PROMPT:
Locate every line in the listing below that contains the word "bread" and copy each one out in full. Case counts.

EXTRACTED MATERIAL:

:::::

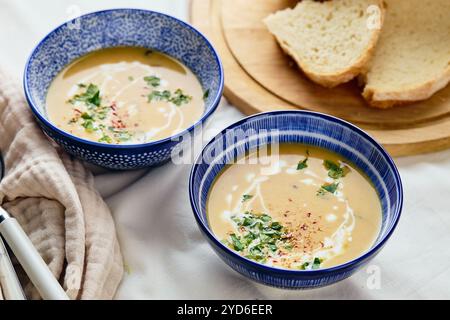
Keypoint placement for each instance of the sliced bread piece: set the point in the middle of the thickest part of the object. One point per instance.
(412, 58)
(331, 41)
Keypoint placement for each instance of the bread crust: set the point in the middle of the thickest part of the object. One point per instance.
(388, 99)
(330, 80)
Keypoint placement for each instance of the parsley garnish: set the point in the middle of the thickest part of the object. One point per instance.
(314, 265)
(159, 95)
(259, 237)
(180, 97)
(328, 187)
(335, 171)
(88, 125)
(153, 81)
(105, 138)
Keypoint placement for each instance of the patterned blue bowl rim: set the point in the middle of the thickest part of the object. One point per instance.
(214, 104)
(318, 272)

:::::

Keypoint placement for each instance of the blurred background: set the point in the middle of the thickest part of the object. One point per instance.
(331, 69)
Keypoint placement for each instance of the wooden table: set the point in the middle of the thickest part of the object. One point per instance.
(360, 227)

:::::

REPLY TO THE EXERCISE:
Keypoint placement for each instance of the sliced bread piece: set the point in the middle of the thickest part of the object. One point per instance.
Keypoint placement for each instance of the bread crust: set the point in the middle of the thickest part of the object. One point per instance.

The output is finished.